DATASET EXTRACT Block Start

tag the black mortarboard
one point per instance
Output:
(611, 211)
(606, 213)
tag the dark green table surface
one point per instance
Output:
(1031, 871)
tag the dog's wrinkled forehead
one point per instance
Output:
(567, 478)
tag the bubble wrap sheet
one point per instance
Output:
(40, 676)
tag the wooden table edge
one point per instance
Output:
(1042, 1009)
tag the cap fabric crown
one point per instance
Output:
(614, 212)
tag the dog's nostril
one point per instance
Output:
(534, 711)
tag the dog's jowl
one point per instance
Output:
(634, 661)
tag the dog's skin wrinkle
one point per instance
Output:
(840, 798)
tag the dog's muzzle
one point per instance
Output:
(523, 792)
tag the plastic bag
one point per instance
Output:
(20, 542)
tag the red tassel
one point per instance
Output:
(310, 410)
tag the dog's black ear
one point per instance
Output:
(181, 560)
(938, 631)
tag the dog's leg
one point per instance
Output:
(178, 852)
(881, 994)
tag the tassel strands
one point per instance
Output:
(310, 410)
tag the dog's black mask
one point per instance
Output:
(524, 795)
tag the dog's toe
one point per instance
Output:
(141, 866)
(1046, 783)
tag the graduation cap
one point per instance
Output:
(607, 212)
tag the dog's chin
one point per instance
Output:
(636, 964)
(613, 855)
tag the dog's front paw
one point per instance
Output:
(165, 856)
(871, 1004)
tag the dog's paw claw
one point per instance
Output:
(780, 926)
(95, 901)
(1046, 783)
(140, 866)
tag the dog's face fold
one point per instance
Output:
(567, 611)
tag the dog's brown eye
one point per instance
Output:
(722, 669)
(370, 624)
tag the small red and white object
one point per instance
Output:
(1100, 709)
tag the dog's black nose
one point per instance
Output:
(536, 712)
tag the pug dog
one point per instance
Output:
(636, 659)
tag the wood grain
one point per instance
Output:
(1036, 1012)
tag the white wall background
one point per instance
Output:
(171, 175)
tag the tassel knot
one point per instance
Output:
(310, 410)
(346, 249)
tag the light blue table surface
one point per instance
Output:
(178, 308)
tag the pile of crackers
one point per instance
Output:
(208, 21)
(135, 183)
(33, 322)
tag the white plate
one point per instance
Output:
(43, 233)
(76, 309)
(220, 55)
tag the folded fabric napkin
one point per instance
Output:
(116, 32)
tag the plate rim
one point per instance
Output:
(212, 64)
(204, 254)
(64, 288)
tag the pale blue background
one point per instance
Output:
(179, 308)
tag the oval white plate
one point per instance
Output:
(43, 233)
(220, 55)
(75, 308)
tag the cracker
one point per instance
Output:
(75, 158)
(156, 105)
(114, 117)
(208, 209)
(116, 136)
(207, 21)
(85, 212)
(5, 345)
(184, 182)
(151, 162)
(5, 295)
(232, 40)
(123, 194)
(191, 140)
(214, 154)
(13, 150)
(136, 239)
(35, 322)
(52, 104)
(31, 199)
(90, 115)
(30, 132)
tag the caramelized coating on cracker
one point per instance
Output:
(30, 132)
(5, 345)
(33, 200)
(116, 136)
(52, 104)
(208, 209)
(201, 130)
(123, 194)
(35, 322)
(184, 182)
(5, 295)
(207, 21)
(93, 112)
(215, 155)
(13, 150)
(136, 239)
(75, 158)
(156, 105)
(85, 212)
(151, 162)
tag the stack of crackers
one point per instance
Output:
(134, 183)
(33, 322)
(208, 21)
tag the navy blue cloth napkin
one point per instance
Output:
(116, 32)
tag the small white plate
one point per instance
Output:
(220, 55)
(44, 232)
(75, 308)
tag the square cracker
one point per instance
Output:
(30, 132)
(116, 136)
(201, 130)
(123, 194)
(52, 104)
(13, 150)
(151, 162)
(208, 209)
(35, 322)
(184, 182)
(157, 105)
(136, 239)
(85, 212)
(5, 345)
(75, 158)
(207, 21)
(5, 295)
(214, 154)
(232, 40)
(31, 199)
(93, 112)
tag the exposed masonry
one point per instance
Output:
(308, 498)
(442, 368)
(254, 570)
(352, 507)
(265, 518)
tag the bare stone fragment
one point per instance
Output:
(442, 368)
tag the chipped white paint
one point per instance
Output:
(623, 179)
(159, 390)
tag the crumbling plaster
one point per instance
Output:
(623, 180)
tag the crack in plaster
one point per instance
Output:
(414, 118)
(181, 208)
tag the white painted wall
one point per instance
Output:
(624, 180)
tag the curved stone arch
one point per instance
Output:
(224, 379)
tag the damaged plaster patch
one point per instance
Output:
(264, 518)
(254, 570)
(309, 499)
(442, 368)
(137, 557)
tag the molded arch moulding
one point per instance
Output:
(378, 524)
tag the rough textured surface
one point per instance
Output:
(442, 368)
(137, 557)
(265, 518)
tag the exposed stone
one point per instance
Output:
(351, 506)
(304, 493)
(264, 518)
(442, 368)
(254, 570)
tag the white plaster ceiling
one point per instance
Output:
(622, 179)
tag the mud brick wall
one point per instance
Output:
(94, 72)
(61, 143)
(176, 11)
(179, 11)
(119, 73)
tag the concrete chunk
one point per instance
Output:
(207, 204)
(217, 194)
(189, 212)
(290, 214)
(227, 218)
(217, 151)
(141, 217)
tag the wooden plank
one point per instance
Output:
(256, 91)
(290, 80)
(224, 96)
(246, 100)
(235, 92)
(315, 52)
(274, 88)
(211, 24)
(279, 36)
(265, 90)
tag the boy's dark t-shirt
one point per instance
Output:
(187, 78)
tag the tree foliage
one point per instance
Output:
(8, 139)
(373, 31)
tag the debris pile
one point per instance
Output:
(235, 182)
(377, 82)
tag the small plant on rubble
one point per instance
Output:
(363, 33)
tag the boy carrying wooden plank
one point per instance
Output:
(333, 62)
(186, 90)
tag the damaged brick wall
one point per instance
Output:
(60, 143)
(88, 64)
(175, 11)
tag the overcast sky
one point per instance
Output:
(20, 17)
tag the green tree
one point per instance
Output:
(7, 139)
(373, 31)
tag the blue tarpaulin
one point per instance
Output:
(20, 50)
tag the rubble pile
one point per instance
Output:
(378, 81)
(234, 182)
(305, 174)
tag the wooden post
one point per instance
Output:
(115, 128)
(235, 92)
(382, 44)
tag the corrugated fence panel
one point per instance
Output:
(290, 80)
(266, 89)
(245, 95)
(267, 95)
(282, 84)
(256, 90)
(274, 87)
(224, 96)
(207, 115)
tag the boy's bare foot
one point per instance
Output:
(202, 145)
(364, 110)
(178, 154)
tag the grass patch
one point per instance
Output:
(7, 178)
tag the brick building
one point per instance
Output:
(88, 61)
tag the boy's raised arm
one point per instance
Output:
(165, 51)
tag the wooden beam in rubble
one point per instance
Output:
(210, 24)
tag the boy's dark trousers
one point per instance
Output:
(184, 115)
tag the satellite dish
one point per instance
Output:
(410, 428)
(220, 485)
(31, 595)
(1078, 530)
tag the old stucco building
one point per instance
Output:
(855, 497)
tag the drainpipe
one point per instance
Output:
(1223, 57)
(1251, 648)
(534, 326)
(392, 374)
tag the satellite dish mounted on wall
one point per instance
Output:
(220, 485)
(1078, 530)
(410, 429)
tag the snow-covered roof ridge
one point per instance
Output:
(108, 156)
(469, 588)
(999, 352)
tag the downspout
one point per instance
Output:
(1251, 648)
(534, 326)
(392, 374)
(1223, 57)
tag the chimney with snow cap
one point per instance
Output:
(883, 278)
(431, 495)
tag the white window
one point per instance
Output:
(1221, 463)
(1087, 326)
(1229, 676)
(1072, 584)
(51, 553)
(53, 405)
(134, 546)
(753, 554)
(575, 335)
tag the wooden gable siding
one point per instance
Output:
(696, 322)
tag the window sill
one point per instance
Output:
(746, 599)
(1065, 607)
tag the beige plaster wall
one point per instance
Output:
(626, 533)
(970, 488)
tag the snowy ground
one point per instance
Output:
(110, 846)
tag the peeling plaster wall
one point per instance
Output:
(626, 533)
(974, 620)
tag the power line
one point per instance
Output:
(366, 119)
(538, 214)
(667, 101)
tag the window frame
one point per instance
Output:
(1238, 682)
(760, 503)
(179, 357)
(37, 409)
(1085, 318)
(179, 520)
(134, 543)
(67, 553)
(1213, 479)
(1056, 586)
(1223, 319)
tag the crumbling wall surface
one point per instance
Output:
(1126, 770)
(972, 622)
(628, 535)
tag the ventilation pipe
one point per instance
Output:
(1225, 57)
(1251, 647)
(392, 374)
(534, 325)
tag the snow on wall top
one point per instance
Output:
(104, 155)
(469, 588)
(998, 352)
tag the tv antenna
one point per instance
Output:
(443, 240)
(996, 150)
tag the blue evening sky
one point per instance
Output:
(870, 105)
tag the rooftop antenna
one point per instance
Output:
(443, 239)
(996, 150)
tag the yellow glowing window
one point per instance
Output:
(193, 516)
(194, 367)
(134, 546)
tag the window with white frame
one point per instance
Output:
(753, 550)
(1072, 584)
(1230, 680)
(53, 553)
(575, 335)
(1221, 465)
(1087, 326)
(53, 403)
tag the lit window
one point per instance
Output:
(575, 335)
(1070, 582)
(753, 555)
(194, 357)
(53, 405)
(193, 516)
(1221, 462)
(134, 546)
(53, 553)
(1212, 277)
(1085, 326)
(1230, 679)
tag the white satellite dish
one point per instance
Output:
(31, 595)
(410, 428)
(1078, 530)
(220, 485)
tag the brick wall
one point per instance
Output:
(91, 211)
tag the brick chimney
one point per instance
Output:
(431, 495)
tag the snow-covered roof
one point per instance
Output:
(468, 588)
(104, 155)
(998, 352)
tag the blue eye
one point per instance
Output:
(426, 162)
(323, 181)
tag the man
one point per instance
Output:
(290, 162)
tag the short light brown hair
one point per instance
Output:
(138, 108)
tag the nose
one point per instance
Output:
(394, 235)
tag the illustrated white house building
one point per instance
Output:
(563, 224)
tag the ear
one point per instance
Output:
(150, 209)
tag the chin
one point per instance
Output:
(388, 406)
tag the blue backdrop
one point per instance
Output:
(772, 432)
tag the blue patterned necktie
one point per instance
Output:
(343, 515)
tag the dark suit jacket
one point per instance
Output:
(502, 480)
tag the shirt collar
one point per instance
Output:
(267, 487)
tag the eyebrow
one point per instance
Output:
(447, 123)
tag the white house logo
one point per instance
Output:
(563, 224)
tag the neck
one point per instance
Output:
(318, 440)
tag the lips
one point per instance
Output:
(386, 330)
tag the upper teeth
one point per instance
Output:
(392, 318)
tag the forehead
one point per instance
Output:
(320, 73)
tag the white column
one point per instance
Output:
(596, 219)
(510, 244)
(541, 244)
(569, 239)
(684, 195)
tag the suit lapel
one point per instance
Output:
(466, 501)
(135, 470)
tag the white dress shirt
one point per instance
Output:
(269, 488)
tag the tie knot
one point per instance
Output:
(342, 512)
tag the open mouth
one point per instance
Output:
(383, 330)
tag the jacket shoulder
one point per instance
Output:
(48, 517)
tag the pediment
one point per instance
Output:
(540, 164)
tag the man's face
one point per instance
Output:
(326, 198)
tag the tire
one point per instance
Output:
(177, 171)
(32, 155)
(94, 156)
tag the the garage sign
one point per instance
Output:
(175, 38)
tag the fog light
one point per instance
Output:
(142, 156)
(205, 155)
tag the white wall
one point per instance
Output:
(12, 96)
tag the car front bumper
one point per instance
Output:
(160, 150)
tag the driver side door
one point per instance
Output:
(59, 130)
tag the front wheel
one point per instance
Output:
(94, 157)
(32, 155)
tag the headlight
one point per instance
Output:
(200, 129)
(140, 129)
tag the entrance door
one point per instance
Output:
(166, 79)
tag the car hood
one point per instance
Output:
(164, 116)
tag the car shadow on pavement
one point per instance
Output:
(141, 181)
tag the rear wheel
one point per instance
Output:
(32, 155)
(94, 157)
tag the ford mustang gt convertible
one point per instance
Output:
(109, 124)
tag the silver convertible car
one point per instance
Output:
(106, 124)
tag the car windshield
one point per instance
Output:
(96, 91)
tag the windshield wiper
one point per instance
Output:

DATASET EXTRACT Block End

Nothing beyond the line containing "tag the cap fabric crown" is to be output; the lines above, from the first one onward to that line, are to be transcribed exactly.

◆ YOUR RESPONSE:
tag the black mortarboard
one point per instance
Output:
(611, 211)
(606, 213)
tag the dark green table surface
one point per instance
Output:
(1031, 871)
tag the dog's wrinkled forehead
one point per instance
Output:
(567, 478)
tag the bubble wrap sheet
one point per instance
Output:
(40, 676)
tag the wooden table edge
one point per instance
Output:
(1042, 1009)
tag the cap fabric crown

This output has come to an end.